Segment Start: Provided material

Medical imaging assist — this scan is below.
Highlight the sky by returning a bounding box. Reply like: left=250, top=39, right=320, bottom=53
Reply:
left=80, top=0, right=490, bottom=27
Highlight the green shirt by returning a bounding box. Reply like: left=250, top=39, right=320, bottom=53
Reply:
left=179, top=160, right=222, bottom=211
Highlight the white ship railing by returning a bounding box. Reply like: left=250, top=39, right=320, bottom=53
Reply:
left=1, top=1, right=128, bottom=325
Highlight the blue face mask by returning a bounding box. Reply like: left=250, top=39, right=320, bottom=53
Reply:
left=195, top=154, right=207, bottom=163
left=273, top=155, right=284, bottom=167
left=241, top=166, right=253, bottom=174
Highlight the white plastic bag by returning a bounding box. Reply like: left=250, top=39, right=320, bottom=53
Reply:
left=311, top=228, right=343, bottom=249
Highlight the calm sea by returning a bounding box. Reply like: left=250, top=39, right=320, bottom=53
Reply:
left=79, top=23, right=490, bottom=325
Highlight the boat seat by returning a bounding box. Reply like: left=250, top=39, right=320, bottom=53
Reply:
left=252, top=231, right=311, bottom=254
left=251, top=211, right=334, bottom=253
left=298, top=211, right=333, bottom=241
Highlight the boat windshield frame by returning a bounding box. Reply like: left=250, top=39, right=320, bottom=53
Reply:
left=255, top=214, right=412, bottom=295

Segment End: Provided material
Segment Start: Provided material

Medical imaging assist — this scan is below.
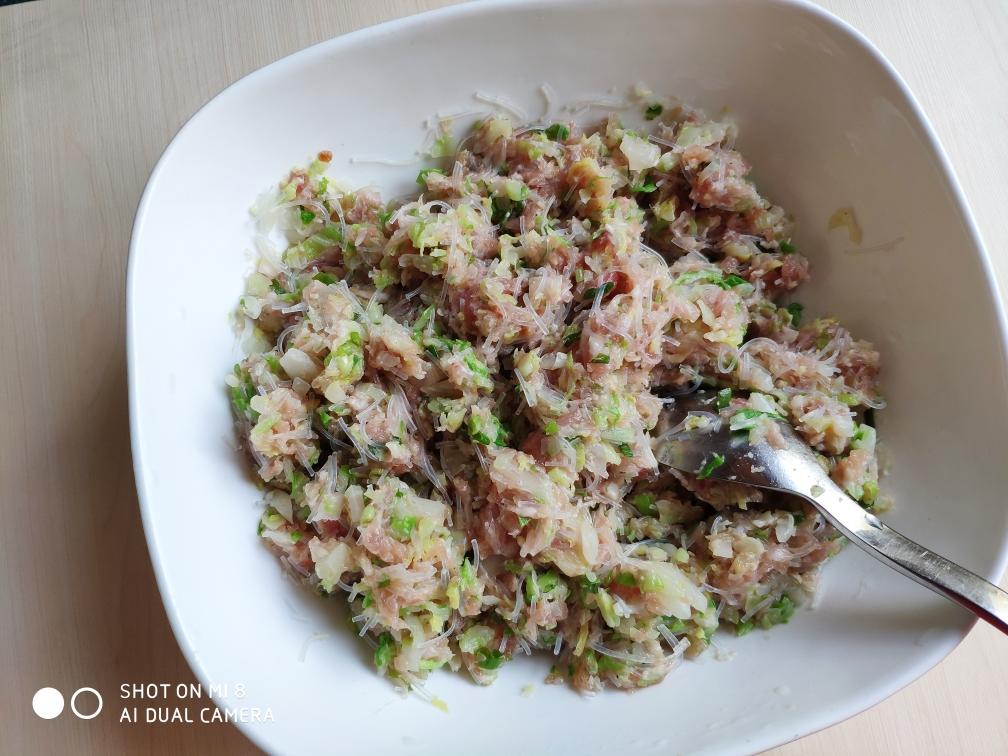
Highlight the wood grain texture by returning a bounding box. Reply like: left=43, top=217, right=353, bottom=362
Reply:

Segment End: Provided material

§ Problem to work on: All lines in the listing above between the line with "Highlight the white ship" and the line with "Highlight the blue", inclusive, should be set down exactly, and no line outside that range.

§ Result of this exercise:
Highlight the white ship railing by returning a bounding box. Reply like: left=250, top=39, right=320, bottom=53
Reply:
left=1, top=1, right=128, bottom=325
Highlight the blue face mask by returning a bounding box. Reply like: left=250, top=39, right=320, bottom=53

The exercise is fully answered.